_WHAT YOU HAVE TO DO:_
For each line in the records that contains "foliage", make a copy.
[Opening PROVIDED DATA section]
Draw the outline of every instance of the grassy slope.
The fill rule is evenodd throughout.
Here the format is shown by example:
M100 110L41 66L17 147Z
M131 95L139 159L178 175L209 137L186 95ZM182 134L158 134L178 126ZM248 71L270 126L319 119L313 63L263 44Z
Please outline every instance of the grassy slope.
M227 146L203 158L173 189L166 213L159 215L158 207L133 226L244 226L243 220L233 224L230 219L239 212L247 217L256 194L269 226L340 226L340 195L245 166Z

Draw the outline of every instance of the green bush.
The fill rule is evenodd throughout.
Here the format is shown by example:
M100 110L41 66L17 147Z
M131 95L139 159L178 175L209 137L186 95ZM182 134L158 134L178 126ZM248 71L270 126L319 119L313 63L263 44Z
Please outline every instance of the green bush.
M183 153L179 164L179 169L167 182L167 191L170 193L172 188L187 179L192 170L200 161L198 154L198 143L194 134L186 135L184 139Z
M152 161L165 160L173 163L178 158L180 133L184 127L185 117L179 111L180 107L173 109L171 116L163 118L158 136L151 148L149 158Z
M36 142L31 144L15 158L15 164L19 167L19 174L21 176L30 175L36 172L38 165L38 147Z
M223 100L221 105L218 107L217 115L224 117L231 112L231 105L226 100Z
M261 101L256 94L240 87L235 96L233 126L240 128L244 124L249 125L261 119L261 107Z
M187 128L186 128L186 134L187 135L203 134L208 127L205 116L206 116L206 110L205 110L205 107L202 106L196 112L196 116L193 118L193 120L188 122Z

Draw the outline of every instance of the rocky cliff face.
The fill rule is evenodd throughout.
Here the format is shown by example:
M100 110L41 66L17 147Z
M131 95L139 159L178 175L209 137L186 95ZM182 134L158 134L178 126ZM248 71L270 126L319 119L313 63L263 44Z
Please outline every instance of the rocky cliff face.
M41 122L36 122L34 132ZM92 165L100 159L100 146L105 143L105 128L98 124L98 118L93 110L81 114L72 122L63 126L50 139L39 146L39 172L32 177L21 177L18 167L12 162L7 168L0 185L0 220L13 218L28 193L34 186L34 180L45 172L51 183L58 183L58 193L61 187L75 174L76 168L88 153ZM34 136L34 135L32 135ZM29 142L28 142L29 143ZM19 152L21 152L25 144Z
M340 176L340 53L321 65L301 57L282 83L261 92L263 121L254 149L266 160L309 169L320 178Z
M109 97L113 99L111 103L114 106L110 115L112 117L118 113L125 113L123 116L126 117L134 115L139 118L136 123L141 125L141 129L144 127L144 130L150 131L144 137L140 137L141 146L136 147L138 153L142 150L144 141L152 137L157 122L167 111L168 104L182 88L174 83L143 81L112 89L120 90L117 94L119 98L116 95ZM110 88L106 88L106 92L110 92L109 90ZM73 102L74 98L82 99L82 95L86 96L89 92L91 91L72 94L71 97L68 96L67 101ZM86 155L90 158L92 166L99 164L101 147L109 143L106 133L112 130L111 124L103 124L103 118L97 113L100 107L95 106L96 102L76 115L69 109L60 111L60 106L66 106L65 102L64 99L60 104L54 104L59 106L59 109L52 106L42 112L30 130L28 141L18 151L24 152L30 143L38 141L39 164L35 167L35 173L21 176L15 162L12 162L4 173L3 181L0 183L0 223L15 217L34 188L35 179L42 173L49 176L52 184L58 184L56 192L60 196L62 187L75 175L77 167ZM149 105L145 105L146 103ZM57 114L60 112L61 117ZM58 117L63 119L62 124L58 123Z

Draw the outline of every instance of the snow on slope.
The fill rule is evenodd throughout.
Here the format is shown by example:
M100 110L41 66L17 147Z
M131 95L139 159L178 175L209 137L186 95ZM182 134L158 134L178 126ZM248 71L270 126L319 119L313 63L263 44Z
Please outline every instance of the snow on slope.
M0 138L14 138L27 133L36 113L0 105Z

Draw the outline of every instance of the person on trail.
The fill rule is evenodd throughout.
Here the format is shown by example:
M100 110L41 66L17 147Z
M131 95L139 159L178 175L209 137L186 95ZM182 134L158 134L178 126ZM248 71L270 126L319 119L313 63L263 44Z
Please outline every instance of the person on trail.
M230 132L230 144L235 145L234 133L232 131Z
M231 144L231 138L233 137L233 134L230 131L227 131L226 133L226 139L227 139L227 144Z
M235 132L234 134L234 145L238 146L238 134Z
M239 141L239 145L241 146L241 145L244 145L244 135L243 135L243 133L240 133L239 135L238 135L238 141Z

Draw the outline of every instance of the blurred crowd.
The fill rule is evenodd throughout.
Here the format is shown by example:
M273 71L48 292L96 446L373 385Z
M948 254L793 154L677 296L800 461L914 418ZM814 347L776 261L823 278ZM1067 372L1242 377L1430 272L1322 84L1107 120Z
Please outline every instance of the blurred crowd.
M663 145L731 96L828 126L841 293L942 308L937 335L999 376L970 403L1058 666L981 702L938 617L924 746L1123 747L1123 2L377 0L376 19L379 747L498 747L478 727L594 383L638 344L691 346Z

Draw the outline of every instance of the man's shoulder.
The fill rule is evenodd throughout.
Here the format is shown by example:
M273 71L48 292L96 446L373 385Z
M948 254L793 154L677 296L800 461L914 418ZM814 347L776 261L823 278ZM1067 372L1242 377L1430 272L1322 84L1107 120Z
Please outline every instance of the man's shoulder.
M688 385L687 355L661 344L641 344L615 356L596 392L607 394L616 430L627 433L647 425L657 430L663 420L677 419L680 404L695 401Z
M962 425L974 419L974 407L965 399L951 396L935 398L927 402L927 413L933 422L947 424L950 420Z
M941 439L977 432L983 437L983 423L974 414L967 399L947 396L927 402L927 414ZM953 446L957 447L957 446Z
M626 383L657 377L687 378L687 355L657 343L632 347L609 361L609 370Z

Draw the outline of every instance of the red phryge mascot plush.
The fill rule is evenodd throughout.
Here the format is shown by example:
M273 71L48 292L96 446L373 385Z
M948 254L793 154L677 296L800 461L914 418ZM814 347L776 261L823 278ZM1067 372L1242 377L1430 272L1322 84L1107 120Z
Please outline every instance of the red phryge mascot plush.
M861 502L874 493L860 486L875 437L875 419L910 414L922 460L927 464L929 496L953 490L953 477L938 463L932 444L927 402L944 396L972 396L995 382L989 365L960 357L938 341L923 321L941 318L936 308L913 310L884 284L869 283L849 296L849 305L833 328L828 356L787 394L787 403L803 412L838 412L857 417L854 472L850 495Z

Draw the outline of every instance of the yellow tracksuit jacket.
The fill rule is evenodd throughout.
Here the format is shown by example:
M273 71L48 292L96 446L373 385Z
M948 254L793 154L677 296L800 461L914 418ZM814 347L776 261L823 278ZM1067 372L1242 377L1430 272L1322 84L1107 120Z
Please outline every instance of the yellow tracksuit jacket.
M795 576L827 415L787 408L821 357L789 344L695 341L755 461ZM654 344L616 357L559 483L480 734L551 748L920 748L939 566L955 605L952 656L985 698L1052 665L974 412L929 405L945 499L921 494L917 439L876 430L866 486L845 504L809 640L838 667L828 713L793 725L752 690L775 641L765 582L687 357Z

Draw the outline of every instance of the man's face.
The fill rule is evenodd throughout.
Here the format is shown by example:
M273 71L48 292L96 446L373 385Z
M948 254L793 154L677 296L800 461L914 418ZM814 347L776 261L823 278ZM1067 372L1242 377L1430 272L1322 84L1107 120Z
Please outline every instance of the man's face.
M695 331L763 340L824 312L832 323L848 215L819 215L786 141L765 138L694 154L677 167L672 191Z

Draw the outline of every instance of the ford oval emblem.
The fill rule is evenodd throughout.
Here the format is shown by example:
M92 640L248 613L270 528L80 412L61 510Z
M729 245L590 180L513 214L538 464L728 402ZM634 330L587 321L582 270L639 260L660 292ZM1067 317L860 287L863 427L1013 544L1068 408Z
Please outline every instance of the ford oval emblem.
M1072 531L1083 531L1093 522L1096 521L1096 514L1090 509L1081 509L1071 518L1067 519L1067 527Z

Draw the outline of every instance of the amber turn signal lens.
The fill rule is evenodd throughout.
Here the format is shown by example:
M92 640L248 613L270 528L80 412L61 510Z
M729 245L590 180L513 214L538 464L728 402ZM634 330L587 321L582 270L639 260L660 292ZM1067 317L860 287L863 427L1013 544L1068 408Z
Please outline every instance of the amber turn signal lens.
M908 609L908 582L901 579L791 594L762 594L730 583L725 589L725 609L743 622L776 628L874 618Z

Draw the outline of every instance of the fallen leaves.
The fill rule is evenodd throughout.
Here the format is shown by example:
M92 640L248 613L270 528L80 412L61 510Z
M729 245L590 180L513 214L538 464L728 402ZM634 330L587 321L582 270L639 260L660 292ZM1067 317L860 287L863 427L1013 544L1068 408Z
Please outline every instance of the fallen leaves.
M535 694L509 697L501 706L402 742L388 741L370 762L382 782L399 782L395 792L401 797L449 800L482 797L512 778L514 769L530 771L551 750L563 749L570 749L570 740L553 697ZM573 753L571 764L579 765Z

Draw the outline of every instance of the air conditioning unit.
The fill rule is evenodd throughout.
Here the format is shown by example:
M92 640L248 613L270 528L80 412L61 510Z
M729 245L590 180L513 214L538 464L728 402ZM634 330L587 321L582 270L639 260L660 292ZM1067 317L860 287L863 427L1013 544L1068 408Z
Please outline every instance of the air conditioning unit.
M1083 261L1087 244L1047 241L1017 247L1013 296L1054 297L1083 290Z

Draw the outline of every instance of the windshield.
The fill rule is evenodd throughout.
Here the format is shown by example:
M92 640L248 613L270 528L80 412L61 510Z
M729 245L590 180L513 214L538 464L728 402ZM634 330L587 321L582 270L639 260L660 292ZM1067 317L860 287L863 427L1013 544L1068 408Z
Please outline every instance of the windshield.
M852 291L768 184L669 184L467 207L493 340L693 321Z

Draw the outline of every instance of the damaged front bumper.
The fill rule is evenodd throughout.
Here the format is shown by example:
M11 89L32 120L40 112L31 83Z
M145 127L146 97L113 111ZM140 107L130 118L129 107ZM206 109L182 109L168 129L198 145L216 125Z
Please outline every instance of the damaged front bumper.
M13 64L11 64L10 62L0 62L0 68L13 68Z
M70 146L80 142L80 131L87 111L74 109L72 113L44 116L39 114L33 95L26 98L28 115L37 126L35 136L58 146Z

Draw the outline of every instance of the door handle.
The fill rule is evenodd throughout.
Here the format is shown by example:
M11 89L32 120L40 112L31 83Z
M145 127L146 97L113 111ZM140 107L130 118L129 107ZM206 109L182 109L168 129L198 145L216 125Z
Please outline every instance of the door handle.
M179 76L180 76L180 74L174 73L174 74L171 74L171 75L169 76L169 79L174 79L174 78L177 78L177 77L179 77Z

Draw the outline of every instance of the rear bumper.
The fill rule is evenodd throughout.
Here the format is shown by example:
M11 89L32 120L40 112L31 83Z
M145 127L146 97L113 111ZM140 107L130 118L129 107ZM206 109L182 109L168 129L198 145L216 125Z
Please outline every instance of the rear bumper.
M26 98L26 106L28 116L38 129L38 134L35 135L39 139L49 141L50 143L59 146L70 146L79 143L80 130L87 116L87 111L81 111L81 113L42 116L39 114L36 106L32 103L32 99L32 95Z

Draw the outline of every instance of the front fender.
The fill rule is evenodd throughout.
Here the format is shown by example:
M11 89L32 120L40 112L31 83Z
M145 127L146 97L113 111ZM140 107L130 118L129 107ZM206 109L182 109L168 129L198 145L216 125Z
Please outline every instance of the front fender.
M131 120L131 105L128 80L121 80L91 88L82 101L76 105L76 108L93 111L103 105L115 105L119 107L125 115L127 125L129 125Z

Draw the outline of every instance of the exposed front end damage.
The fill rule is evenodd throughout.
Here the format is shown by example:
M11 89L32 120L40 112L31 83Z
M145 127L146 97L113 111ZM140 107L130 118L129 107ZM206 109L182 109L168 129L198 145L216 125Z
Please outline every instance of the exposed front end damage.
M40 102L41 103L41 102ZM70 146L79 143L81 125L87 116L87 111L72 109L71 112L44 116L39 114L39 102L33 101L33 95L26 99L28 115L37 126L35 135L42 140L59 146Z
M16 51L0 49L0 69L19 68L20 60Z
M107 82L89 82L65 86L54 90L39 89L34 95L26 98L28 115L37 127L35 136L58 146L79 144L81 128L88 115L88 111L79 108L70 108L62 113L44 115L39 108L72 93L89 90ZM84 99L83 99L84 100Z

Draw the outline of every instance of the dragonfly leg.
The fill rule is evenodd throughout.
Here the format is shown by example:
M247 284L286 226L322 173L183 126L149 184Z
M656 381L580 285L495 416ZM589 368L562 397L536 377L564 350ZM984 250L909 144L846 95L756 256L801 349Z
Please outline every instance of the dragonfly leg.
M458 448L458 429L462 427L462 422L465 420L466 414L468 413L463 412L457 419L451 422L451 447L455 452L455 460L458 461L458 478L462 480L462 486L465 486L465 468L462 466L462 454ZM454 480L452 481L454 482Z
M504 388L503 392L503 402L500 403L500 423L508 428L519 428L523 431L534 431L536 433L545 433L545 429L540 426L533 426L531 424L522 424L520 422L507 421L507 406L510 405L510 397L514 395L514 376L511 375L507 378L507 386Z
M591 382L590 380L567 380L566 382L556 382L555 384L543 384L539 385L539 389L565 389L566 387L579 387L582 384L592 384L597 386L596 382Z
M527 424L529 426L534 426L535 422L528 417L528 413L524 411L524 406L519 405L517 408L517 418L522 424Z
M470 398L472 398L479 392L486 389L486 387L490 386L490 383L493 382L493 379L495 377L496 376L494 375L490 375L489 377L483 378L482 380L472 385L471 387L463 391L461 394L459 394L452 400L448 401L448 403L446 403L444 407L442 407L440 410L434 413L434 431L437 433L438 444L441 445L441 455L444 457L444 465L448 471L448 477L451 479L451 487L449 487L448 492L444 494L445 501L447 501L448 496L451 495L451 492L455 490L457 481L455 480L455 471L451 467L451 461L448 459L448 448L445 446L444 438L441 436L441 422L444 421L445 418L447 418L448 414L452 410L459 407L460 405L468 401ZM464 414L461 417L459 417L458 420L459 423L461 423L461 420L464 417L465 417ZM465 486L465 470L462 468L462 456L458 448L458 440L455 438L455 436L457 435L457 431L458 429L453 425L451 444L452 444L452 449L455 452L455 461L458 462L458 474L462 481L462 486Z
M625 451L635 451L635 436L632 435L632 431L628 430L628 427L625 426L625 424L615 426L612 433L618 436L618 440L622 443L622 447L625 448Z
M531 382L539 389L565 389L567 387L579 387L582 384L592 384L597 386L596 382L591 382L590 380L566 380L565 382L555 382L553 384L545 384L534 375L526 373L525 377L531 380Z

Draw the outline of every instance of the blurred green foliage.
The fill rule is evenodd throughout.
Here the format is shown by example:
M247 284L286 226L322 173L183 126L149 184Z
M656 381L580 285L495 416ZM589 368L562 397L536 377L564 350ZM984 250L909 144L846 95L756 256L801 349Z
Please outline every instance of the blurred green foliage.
[Closing PROVIDED DATA section]
_REPLY TO THE EXERCISE:_
Draw the outline of every instance of the blurred green foliage.
Please outline every instance of the blurred green foliage.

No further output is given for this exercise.